- Task to carry out
Resume the forum thread on domain and range from the point where it stops.

- Excerpt

* * * * * * *

Question

Domain and Range

Answer 1

what is the function

Answer 2

?

Answer 3

Thats what the question is :)

Answer 4

one or more of the four mentioned..

Answer 5

Alright so the domain is all the x values the function can have and the range is all the y values.

Answer 6

Right

Answer 7

alright so now you have to figure out what makes a function undefined

Answer 8

so, you'd set them to 0 and solve for it, right?

Answer 9

It's the 1st and the 3rd option.
For the 2nd and 4th choice the value of y < - 2 which is beyond the range.

Answer 10

1st and 3rd

Answer 11

The first equation and the third equation on a graph are typically reflected.. if I graphed each of these are right.. Im just not sure how to find domain and range in general.

Answer 12

each of these right*

Answer 13

Well it depends on the function.
If there is no denominator, the domain is most probably all real numbers.

* * * * * * *

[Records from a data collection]
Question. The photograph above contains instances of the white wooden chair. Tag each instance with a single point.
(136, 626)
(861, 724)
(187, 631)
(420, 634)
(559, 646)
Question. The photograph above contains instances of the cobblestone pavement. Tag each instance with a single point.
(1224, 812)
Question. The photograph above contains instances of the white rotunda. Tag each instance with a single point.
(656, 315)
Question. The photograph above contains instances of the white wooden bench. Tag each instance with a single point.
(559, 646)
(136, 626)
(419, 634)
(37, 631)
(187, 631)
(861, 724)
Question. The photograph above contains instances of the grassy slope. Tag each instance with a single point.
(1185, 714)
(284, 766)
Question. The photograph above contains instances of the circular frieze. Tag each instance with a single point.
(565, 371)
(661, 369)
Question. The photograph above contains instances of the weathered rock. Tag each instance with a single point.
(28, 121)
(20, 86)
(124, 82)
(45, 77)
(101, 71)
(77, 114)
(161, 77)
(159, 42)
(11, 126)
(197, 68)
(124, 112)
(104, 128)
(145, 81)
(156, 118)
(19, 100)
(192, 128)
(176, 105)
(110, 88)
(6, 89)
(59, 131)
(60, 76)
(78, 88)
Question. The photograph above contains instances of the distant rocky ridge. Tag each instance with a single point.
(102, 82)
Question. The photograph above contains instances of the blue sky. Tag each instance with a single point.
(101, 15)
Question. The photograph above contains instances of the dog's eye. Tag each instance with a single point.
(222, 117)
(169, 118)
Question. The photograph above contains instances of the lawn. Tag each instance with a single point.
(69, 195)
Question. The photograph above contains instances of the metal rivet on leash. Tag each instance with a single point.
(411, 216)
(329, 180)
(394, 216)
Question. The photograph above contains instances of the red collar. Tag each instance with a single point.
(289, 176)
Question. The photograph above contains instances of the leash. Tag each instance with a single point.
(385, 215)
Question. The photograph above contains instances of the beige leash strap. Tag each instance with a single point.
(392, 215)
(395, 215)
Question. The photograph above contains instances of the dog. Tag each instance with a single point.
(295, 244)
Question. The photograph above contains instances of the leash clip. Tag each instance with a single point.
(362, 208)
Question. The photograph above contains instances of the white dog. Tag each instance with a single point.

* * * * * * *

- Answer to the exercise
If there is a denominator, the domain would be all except that number which when subtracted from the number of the denominator would give you a 0.

Answer 14

Because it is too much to be spoken here, http://www.purplemath.com/modules/fcns2.htm

Answer 15

I had all the four functions graphed, reading " y < - 2 which is beyond the range." made perfect sense ._." lol

Answer 16

Why the .__.?

Answer 17

ln x

Answer 18

I didn't expect anything I was going to read to make sense with what I graphed

Answer 19

domain usually depends on ln(x) log(x) or fraction functions

Answer 20

usually all real unless you have one of those

Answer 21

also square roots factor into domain

Answer 22

Finding domains:

1) look for what will make the function undefined
2) find the value that will make the function undefined (c/0, ln(-c),negative square root,etc)

For example say you have

\[y=\sqrt{x+1}\]
if x+1 is less than 0, then the value is undefined

\[x+1\geq0\]
\[x\geq -1\]

Answer 23

so your domain would be \[(-1,\infty]\]

Answer 24

Right....

Answer 25

and you're havinga problem finding the range?

Answer 26

Mhm, finding both in general.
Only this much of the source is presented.